> Supplied information
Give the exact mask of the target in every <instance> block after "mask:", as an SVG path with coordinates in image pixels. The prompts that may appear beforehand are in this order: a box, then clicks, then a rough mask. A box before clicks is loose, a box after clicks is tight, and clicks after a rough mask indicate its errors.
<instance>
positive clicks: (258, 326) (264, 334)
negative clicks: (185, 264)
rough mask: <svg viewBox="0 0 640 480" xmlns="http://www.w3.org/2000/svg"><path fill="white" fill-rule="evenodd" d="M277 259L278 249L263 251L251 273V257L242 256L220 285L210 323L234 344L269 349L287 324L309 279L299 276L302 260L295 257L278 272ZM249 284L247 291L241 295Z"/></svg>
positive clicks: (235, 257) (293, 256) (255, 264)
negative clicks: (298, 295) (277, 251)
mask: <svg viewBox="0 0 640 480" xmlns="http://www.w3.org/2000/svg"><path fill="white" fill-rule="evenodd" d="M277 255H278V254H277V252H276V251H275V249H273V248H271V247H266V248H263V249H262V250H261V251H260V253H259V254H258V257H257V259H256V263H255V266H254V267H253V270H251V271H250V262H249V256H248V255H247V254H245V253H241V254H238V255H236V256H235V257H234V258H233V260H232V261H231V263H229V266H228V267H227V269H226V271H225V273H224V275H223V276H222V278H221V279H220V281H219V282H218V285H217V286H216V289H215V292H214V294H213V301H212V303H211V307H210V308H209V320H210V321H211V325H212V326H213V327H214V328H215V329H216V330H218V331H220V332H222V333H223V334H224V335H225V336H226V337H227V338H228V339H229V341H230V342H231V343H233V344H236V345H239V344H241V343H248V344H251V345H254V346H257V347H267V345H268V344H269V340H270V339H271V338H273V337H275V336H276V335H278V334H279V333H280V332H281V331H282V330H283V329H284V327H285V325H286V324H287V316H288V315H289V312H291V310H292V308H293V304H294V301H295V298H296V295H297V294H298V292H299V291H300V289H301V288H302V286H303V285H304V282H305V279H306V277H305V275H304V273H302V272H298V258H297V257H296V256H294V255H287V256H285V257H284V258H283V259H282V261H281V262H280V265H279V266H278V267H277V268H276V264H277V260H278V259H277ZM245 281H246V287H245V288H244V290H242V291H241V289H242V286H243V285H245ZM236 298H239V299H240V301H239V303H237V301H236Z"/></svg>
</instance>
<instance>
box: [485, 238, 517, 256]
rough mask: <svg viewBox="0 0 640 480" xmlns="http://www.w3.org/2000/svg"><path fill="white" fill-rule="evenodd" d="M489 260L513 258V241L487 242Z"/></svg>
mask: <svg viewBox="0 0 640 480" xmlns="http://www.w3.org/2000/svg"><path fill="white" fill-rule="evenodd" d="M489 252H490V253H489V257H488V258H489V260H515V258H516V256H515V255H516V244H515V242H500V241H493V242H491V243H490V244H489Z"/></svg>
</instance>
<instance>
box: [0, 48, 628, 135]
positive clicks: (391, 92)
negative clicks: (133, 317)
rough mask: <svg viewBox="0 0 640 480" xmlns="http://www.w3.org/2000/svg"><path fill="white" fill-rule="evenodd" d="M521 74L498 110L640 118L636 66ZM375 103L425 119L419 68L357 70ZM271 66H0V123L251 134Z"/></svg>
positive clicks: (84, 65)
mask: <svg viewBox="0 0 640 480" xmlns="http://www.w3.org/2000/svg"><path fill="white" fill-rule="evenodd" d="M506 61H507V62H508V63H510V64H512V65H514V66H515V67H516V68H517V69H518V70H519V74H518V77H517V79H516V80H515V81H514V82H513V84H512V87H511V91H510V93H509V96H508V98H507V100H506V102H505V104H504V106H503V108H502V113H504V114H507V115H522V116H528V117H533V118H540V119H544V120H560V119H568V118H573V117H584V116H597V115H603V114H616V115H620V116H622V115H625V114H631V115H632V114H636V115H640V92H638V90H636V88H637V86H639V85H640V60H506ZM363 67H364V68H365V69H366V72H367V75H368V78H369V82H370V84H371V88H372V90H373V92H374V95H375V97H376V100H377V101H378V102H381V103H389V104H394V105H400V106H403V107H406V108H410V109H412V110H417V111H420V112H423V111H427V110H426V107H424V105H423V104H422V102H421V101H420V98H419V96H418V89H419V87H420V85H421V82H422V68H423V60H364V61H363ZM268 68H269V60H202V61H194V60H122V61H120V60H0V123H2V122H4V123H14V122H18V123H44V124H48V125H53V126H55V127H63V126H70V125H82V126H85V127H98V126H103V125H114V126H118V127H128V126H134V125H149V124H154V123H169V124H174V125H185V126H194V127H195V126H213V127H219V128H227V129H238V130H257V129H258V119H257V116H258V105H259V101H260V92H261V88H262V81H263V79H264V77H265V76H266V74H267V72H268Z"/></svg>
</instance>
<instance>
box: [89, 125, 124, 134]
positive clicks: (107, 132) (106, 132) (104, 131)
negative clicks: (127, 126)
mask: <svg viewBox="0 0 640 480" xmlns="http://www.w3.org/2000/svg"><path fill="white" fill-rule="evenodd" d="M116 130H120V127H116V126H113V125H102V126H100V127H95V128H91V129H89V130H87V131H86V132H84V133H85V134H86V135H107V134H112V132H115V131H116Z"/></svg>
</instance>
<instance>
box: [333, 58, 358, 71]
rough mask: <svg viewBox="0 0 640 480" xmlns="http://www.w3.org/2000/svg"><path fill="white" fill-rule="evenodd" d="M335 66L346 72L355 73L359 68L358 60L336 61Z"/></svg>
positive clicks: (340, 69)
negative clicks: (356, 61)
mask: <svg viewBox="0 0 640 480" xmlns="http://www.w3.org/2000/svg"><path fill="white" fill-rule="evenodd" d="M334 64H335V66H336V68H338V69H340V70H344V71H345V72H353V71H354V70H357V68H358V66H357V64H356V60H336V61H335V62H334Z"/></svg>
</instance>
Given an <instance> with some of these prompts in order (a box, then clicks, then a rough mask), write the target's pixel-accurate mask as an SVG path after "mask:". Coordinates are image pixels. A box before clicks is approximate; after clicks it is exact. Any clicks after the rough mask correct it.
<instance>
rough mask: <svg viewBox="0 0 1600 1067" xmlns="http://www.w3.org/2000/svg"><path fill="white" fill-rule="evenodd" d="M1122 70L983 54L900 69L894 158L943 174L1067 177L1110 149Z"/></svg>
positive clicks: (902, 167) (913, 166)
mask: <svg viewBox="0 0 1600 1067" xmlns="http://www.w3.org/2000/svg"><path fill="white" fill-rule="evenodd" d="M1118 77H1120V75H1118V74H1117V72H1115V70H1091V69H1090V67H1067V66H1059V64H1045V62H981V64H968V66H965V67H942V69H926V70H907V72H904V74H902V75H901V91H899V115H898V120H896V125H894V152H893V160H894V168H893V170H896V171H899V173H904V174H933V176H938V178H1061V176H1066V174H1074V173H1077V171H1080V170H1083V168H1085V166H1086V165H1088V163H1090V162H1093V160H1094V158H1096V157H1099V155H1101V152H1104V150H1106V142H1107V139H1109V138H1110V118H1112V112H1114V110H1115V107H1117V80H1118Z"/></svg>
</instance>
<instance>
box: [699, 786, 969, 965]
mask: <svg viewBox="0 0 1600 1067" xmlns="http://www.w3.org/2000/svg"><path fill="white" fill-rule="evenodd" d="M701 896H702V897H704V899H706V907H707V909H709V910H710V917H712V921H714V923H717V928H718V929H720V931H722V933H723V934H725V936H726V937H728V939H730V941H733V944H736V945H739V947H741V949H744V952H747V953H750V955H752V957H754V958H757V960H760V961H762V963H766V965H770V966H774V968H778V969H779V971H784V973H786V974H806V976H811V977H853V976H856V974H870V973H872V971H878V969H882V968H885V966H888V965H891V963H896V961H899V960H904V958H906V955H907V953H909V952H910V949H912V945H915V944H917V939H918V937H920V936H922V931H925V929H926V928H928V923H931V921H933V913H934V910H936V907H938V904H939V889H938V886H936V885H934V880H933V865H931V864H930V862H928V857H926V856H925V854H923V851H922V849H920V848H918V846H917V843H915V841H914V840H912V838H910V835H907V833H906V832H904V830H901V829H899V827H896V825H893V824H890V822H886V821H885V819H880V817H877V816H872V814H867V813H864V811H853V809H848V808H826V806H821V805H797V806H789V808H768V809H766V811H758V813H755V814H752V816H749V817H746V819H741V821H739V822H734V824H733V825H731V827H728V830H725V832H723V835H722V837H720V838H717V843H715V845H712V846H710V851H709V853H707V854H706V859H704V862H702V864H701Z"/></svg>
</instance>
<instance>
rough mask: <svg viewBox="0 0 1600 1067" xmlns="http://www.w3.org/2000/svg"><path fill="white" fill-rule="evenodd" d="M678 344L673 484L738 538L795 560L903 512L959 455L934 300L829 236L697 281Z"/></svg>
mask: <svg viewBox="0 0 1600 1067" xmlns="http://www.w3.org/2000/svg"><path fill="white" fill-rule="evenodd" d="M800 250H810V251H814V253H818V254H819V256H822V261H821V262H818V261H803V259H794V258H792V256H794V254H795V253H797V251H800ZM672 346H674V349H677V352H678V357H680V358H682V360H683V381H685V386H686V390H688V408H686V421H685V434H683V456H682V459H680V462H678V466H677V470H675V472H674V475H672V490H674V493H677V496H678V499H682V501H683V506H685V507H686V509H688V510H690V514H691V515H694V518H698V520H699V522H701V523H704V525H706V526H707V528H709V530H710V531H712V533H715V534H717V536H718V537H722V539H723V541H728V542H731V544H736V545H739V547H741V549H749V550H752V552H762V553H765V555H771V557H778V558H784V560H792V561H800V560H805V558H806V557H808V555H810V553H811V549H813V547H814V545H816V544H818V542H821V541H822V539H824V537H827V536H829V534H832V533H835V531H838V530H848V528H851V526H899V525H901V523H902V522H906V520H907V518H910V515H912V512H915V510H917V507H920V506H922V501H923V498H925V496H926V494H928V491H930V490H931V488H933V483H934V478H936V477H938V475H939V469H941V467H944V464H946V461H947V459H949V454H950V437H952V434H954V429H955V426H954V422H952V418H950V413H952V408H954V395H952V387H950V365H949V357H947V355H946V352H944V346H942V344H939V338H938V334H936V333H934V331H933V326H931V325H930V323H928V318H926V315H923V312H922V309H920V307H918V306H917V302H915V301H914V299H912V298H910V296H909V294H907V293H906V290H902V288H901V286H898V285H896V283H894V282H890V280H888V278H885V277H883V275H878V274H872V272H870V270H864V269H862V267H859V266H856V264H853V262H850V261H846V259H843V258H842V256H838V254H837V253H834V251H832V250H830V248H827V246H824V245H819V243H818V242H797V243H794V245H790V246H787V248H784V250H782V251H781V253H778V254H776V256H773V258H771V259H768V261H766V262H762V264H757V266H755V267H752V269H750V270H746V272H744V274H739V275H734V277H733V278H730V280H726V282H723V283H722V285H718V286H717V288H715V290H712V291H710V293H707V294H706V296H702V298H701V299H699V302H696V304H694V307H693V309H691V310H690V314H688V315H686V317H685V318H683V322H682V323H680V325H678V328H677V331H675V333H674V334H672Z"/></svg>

> The task
Copy all lines from the material above that hold the word "target".

> Exercise output
Give the exact mask of the target in every <instance> block after "mask:", as an SVG path with coordinates in image pixels. The prompts that may appear beforehand are in this order: a box, then clicks, then a rough mask. A box before clicks is loose, a box after clicks is tight, and clicks after a rough mask indicate its errors.
Given an <instance> with some of these prompts in order (a box, then clicks, then a rough mask), write the target's pixel-accurate mask as an SVG path after "mask:". Coordinates are image pixels. A box before clicks is approximate; after clicks it is exact. Any clicks after the rough mask correct it.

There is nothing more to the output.